DOCUMENT EXCERPT
___

By Donald R. Winslow
DURHAM, NC (January 31, 2013) – NPPA's most prestigious honor, the Joseph A. Sprague Memorial Award, has been presented this year to two of the industry’s most likable and significant trailblazers, longtime photojournalist Charles W. “Chick” Harrity, retired from U.S. News & World Report Magazine, and Dennis Dimick, the executive environment editor and the interim director of photography for National Geographic Magazine.
In addition to the Sprague Award winners, NPPA’s other top honors and recognitions were announced today as well.
The inaugural winner of NPPA’s newest honor, the Alicia Calzada First Amendment Award, is Simon Glik. A Boston attorney, Glik was arrested in 2007 while recording police officers making an arrest in a public park. After the charges against him were dismissed he brought a federal civil rights lawsuit against the officers and Boston’s police department. The U.S. Court of Appeals for the First Circuit found in Glik’s favor in 2011 and set forth the self-evident First Amendment right for the public and press to record police while they are performing their official duties. Glik pursued the matter for five years on behalf of himself, visual journalists, and the public at large, and his case has been used many times since then to uphold the standard.

___

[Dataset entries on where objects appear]
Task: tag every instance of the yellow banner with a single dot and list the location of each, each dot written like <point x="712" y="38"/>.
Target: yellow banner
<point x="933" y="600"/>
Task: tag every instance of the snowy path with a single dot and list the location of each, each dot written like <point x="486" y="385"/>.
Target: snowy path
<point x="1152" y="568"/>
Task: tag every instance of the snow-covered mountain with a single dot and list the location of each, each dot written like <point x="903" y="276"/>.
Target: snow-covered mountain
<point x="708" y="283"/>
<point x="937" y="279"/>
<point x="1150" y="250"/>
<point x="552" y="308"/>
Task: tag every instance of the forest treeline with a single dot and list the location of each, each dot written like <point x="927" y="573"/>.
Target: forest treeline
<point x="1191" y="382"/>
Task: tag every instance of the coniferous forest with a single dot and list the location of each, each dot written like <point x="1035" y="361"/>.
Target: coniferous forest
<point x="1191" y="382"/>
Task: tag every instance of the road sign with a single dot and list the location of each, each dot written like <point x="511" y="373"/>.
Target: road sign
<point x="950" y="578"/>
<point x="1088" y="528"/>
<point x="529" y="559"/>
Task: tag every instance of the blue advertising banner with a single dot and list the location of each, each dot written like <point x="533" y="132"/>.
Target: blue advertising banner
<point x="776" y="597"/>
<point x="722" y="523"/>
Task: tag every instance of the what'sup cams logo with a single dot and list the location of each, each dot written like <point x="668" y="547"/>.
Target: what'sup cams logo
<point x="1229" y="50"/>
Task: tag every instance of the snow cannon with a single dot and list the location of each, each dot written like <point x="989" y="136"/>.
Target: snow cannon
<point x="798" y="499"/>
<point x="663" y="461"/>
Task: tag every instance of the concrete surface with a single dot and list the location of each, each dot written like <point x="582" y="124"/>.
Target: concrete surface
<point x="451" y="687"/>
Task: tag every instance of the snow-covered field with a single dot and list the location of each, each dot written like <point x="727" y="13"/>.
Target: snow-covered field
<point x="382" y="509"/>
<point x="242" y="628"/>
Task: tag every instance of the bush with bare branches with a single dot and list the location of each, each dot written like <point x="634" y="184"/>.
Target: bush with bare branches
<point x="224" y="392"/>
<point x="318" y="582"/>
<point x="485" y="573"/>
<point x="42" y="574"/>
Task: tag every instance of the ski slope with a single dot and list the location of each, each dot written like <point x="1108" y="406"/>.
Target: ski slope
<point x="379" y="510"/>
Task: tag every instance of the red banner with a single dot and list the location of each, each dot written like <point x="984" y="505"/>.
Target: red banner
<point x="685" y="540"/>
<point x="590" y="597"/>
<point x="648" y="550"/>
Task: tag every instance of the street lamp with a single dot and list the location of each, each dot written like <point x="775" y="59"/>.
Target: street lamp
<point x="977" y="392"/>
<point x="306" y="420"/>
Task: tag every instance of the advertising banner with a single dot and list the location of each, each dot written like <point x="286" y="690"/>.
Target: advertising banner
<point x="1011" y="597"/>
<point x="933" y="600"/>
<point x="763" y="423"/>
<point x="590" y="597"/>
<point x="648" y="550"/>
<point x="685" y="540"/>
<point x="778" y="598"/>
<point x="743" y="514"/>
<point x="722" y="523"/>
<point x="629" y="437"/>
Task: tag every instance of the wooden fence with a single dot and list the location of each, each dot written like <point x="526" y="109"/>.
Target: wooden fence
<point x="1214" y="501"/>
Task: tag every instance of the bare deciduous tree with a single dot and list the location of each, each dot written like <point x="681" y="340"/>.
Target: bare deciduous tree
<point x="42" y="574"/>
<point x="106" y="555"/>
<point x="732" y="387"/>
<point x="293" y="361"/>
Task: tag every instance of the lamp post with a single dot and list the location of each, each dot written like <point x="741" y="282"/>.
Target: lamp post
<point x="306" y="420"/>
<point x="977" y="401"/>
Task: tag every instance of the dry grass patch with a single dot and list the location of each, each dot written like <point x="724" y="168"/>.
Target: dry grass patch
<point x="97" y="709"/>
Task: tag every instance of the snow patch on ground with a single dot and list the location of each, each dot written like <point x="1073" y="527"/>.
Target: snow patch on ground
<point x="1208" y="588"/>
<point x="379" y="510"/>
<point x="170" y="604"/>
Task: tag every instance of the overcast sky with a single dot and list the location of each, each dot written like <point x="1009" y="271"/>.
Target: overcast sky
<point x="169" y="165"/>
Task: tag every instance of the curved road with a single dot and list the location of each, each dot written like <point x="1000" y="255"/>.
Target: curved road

___

OBJECTIVES
a – According to the NPPA awards announcement, who is the first recipient of the Alicia Calzada First Amendment Award?
b – Lay out the entries from the line containing "Task: tag every instance of the overcast" through the last line of the entries as a Markdown table with the columns Row and Line. Number each line and leave out any blank lines.
The announcement text and the entries are unrelated pieces of material.

RESULTS FOR THE EXERCISE
a – Simon Glik, a Boston attorney.

b –
| Row | Line |
|---|---|
| 1 | Task: tag every instance of the overcast sky with a single dot and list the location of each, each dot written like <point x="1009" y="271"/>. |
| 2 | Target: overcast sky |
| 3 | <point x="169" y="165"/> |
| 4 | Task: tag every instance of the curved road with a single dot and list the location of each, each dot written like <point x="1000" y="255"/>. |
| 5 | Target: curved road |